[Stored data]

* * * * * * *

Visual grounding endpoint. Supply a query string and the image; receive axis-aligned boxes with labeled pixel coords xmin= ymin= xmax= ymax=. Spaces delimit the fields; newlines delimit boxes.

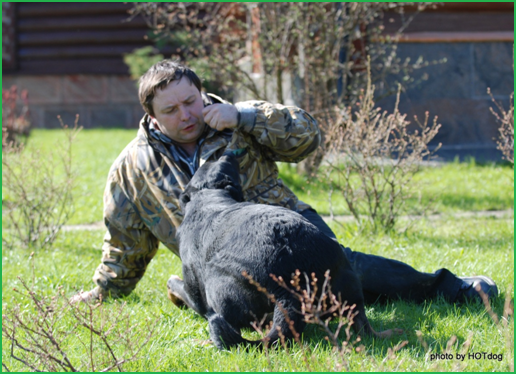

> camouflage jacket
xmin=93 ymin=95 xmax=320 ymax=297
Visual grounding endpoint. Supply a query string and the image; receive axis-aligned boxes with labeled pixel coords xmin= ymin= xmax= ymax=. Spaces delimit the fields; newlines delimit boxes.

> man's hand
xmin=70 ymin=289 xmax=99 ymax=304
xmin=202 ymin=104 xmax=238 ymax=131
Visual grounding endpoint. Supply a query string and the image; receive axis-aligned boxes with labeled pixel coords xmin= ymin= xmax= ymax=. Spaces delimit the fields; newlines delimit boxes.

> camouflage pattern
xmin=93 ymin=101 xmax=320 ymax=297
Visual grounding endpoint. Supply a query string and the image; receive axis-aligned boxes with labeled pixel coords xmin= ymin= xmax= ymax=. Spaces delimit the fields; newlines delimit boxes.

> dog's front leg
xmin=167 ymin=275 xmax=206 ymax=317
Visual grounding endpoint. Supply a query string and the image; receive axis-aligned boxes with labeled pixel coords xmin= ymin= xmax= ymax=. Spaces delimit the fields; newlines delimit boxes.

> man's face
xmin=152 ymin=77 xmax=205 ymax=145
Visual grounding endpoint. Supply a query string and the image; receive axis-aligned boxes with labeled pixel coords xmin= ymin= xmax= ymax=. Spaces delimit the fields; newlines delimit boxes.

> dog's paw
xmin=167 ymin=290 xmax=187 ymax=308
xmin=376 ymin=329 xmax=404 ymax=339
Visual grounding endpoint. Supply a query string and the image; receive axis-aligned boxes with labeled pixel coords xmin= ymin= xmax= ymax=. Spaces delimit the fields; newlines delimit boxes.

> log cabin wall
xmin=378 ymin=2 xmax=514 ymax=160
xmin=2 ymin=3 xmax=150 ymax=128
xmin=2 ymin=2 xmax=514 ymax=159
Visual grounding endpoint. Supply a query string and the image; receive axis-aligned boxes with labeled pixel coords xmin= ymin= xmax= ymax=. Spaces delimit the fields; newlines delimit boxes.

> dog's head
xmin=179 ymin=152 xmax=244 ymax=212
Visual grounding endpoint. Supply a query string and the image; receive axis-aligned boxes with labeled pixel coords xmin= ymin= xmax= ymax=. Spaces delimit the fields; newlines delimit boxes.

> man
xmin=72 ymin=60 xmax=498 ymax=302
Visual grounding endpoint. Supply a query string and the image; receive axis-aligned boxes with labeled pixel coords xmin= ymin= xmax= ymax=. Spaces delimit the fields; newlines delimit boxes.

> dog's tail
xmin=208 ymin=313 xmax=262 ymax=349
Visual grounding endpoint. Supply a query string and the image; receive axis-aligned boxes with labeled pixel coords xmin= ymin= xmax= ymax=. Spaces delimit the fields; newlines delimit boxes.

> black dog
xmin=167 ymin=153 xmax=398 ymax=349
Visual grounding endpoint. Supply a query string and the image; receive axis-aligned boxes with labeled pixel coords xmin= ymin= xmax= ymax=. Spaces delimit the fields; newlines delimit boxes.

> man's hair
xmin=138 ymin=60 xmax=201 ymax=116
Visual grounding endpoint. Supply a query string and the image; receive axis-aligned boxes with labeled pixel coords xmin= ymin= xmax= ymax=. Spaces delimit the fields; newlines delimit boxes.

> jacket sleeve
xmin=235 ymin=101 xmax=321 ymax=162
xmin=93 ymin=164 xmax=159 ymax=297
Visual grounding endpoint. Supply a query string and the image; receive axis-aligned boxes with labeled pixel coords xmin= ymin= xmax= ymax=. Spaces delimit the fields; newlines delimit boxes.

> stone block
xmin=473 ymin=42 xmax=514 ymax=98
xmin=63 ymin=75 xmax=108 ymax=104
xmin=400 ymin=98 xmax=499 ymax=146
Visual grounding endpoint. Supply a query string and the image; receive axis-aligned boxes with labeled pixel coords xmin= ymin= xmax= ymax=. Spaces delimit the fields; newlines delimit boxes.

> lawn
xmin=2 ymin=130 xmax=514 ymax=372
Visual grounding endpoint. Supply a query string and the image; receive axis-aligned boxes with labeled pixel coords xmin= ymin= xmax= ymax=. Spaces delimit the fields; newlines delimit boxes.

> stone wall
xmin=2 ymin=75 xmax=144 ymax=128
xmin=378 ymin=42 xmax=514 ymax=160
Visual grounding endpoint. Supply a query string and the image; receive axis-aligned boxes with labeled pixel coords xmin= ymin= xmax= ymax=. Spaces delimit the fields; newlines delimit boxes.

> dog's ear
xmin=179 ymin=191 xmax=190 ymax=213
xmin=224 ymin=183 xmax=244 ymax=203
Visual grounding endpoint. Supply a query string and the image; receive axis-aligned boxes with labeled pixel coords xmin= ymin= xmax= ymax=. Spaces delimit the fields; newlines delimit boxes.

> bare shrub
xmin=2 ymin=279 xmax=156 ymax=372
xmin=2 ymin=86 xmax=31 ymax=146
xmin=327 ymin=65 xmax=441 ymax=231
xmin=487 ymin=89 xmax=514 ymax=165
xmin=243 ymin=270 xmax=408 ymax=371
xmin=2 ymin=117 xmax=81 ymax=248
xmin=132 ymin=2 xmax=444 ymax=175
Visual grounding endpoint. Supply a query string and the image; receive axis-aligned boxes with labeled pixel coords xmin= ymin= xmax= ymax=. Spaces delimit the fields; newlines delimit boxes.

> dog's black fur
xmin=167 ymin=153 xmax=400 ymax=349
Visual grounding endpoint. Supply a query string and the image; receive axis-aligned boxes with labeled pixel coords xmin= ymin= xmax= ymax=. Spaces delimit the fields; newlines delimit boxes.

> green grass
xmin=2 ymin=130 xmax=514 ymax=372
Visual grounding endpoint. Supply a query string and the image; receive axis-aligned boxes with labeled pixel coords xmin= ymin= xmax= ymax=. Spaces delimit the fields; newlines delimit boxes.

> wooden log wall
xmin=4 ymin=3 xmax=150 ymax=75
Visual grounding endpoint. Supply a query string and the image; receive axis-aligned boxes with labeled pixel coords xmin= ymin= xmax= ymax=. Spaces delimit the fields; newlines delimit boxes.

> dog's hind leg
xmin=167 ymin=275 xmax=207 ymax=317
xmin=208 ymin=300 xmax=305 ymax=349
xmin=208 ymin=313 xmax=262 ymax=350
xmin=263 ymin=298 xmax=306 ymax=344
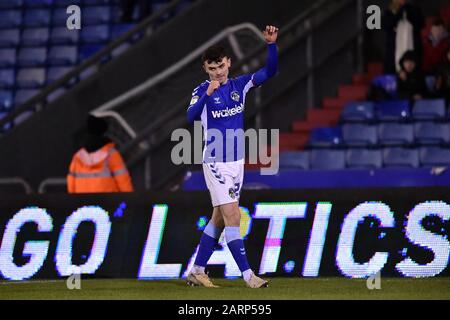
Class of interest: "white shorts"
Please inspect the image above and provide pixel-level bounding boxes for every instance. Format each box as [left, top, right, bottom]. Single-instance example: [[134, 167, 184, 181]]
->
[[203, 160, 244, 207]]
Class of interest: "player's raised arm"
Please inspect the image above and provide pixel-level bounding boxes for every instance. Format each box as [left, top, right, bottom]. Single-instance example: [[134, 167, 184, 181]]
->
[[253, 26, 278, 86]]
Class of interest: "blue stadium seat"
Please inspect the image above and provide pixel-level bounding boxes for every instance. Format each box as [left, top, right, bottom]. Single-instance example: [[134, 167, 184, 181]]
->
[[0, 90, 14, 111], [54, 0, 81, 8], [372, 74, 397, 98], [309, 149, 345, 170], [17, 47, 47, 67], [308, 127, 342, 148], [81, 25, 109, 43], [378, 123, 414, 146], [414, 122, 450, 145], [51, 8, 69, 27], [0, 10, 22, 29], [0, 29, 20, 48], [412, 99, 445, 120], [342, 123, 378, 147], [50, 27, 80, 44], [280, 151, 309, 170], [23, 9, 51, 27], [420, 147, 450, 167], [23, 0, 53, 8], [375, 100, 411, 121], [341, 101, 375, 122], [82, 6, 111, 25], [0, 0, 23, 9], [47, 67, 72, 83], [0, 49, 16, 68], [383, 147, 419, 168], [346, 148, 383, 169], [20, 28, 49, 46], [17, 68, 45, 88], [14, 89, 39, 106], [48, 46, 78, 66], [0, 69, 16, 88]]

* * * * * * *

§ **Your objective**
Put the lines from the start of the material through the line holding "xmin=93 ymin=95 xmax=320 ymax=297", inclusive, into a JSON list of strings with one string per line. Skip blank lines and leave out the pictures.

§ **Finished exercise**
[
  "Visual grounding endpoint. Supply a query string and the image; receive axis-aligned boxes with labeled pixel coords xmin= ymin= xmax= ymax=. Spaces delimit the fields; newlines delimit boxes.",
  "> camouflage jacket",
  "xmin=93 ymin=95 xmax=320 ymax=297"
]